#### [Exercise 1]
Could you retype the passage of the state machine feature comparison below that begins at the words "The bread and" and stops after the words "set, or assign."?
#### [Exercise 2]
Can you repeat the lines of the records below, beginning at the line that has "In the photo above, where can the potted" and stopping after the line that has "column 294, row 435"? Leave the pictures out of your answer.

#### [Document excerpt]
Feature Comparison

A quick look at what machines offer what functionality, across the 16 most popular FSMs on NPM at the time of writing. Updates and extensions are encouraged.

Definitions and a change link follow the tables.

 

 

Definitions

By section:

 

 

States

The bread and butter of a state machine - the states that the machine is permitted to occupy. It's hard to understand what a state machine that didn't support states would actually be. On a traffic light, we probably have red, yellow, green, and off.

Transitions

A machine that supports transitions allows you to specify which state to move to directly. Almost all machines support transitions. A handful of machines do not (usually by only supporting actions instead.) These are often called go, switch, change, state, set, or assign.

Actions

Actions are things that can be done, from a given state. These are distinct from transitions, which specify the end goal, by being a label specifying what's being done, instead; since these are also not part of the input or output alphabets, these are effectively a layer of indirection on behavior. What's useful here is the names can be repeated from different starting points. To progress in our traffic light without actions, we need to know what color we're on to ask for the successor by title; with actions, we can just teach each color the idea of next. Actions are sometimes called tasks, raise, signal, event, or do. In some machines these are mandatory; in FSL they are optional.

Data

Data is the difference between a Mealy and a Moore machine - data support means you can track more than just states. In a vending machine, having no data means you need states for every valid sum of coin values (one for five cents, one for ten cents, etc;) having data means you just track a number for what's already contained. Some machines call this context, or occasionally input.

TypeScript data

We say the machine supports TypeScript data if the machine's data object type is customizable, is exposed to TypeScript, and can be enforced by TypeScript. In this way, the machine's data is fully part of the TypeScript system.

#### [Extracted records]
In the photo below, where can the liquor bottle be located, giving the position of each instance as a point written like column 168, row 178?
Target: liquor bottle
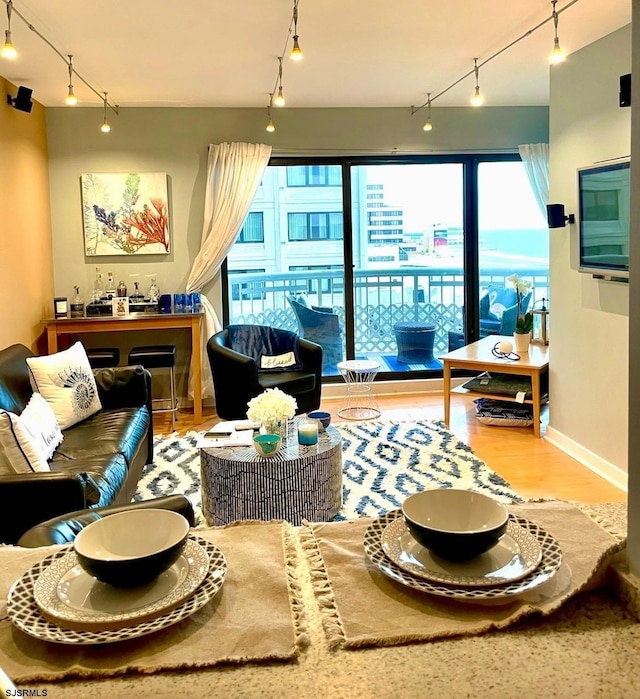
column 77, row 305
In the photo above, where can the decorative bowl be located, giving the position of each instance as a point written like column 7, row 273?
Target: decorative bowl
column 131, row 548
column 324, row 419
column 267, row 444
column 455, row 524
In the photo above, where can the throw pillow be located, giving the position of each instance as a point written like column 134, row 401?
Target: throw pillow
column 27, row 441
column 66, row 382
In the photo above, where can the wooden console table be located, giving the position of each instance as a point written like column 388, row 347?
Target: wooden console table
column 478, row 356
column 151, row 321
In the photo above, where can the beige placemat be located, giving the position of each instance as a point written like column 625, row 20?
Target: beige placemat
column 363, row 607
column 256, row 616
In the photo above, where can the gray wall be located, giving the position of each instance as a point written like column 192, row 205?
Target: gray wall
column 589, row 318
column 175, row 141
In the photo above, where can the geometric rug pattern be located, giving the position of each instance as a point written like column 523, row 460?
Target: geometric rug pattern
column 383, row 462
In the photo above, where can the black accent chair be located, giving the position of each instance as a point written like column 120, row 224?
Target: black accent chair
column 65, row 528
column 237, row 377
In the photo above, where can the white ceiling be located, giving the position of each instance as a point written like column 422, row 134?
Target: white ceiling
column 358, row 53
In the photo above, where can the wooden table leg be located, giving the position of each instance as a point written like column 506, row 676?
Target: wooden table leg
column 446, row 375
column 196, row 364
column 535, row 395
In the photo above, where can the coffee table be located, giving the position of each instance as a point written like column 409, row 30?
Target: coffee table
column 299, row 482
column 478, row 355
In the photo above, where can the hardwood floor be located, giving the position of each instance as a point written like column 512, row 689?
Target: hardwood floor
column 533, row 467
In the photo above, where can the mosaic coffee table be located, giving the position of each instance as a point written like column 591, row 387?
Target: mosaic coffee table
column 299, row 482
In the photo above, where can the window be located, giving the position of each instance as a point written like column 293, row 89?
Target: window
column 253, row 229
column 314, row 176
column 315, row 226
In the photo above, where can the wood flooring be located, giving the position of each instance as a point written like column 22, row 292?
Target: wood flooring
column 533, row 467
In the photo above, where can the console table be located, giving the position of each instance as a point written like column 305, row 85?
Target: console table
column 148, row 321
column 478, row 355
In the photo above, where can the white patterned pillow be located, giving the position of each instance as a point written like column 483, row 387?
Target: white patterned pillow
column 66, row 382
column 27, row 441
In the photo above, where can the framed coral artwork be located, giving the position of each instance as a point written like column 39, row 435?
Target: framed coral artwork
column 125, row 213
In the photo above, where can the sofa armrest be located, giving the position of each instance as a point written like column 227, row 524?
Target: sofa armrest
column 29, row 498
column 64, row 529
column 123, row 387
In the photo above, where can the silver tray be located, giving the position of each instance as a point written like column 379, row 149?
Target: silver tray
column 24, row 613
column 68, row 596
column 517, row 554
column 551, row 561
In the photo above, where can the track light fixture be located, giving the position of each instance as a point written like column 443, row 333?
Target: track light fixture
column 477, row 100
column 105, row 128
column 8, row 50
column 279, row 99
column 71, row 99
column 557, row 55
column 296, row 52
column 270, row 125
column 427, row 124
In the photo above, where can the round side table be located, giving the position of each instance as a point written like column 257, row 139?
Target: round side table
column 360, row 402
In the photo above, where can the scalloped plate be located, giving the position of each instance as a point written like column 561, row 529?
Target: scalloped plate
column 24, row 614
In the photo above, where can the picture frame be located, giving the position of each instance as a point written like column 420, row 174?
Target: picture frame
column 125, row 213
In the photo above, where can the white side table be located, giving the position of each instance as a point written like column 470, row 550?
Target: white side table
column 360, row 402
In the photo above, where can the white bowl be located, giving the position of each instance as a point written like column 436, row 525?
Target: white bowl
column 131, row 548
column 455, row 524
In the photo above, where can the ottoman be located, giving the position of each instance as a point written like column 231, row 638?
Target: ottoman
column 415, row 342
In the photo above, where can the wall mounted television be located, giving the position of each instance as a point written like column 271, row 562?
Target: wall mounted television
column 604, row 202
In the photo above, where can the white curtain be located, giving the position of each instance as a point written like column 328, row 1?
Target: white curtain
column 535, row 158
column 234, row 172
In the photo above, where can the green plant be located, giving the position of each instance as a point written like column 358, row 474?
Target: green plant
column 524, row 322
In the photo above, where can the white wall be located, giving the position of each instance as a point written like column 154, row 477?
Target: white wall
column 589, row 318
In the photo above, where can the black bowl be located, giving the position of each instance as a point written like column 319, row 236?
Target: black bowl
column 455, row 524
column 132, row 548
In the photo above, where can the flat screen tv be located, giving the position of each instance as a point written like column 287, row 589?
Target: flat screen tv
column 604, row 200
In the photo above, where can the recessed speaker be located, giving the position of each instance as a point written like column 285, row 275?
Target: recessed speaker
column 22, row 101
column 625, row 90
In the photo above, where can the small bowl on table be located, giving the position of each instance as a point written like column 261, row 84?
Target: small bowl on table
column 455, row 524
column 133, row 547
column 324, row 419
column 267, row 444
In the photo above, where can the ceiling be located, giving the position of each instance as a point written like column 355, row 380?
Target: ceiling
column 358, row 53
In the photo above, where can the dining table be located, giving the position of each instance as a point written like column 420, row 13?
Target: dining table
column 305, row 613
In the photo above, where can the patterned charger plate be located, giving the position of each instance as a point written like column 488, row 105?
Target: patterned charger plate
column 68, row 596
column 24, row 613
column 514, row 556
column 551, row 561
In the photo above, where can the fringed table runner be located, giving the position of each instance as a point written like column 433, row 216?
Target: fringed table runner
column 363, row 607
column 256, row 616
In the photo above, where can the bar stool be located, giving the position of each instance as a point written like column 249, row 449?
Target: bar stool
column 159, row 357
column 103, row 357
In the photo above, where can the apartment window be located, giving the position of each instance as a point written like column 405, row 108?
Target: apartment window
column 315, row 226
column 253, row 229
column 314, row 176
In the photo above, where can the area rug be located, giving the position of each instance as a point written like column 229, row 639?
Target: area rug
column 383, row 463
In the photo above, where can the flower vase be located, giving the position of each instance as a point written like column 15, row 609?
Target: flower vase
column 521, row 341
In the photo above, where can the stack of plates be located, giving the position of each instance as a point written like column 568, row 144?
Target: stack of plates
column 56, row 600
column 525, row 557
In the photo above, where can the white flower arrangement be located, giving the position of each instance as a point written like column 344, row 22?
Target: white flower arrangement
column 272, row 406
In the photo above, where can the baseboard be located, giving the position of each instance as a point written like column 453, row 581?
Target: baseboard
column 613, row 474
column 389, row 388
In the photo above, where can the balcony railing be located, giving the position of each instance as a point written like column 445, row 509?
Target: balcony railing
column 382, row 297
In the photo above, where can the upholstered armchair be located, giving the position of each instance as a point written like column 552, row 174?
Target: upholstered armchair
column 321, row 325
column 246, row 360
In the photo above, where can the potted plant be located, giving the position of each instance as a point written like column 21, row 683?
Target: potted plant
column 524, row 320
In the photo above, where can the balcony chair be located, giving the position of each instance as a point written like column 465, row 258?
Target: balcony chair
column 498, row 314
column 240, row 371
column 321, row 325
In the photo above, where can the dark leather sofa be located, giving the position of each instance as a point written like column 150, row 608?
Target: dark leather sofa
column 100, row 459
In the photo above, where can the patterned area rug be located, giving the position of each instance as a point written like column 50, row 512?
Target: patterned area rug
column 383, row 463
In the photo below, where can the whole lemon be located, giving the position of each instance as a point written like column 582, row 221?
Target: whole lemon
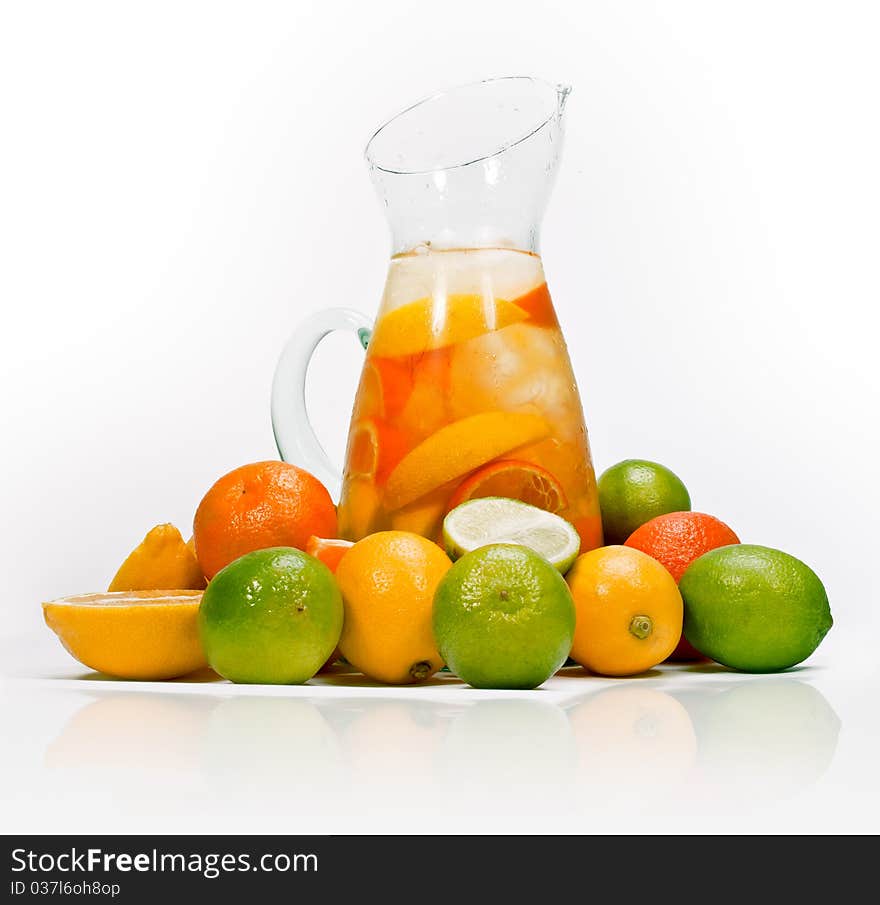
column 388, row 581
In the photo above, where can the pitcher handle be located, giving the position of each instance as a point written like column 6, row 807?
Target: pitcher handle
column 294, row 435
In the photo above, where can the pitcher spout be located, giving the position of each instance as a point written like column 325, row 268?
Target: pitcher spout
column 471, row 167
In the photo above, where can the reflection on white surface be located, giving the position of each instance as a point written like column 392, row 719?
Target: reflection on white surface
column 635, row 747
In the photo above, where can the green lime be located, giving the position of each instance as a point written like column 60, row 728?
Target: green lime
column 271, row 617
column 503, row 618
column 754, row 608
column 495, row 520
column 633, row 492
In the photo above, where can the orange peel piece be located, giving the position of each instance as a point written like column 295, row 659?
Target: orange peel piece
column 162, row 561
column 459, row 448
column 432, row 323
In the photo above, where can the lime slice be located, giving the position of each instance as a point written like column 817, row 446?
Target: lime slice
column 498, row 520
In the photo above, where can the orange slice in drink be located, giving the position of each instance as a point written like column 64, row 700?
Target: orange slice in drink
column 424, row 516
column 516, row 480
column 359, row 509
column 538, row 306
column 147, row 635
column 432, row 323
column 459, row 448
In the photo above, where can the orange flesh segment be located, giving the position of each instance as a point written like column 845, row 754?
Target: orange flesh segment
column 538, row 306
column 429, row 323
column 459, row 448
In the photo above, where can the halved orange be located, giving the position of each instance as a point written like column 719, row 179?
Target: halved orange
column 516, row 480
column 148, row 635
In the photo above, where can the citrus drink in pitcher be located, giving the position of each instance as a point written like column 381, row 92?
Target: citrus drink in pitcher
column 467, row 389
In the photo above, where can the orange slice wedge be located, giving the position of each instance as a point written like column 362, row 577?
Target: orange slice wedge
column 432, row 323
column 516, row 480
column 459, row 448
column 148, row 635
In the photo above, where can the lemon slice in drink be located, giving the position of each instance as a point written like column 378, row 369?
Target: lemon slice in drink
column 498, row 520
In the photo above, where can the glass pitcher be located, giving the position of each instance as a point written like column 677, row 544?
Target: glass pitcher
column 467, row 389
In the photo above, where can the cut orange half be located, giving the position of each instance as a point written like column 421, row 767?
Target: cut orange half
column 516, row 480
column 148, row 635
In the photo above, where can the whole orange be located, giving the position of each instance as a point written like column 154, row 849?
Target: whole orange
column 265, row 504
column 628, row 611
column 388, row 581
column 676, row 540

#### [Correct result 1]
The bread and butter of a state machine - the states that the machine is permitted to occupy. It's hard to understand what a state machine that didn't support states would actually be. On a traffic light, we probably have red, yellow, green, and off.

Transitions

A machine that supports transitions allows you to specify which state to move to directly. Almost all machines support transitions. A handful of machines do not (usually by only supporting actions instead.) These are often called go, switch, change, state, set, or assign.

#### [Correct result 2]
In the photo above, where can the potted plant be located, giving the position of each instance as a point written like column 21, row 683?
Target: potted plant
column 524, row 320
In the photo above, where can the balcony chair be located, giving the position of each instance as a point written like column 465, row 258?
Target: balcony chair
column 498, row 314
column 240, row 371
column 321, row 325
In the photo above, where can the dark leather sofa be located, giving the position of each instance as a point written like column 150, row 608?
Target: dark leather sofa
column 100, row 459
In the photo above, where can the patterned area rug be located, giving the position of each instance as a point written like column 50, row 512?
Target: patterned area rug
column 383, row 463
In the photo below, where can the whole lemon be located, giving the position of each instance as a point written like column 582, row 221?
Target: whole lemon
column 388, row 581
In the photo above, where can the pitcher handle be located, giving the position of each instance as a point written like column 6, row 807?
Target: pitcher handle
column 294, row 435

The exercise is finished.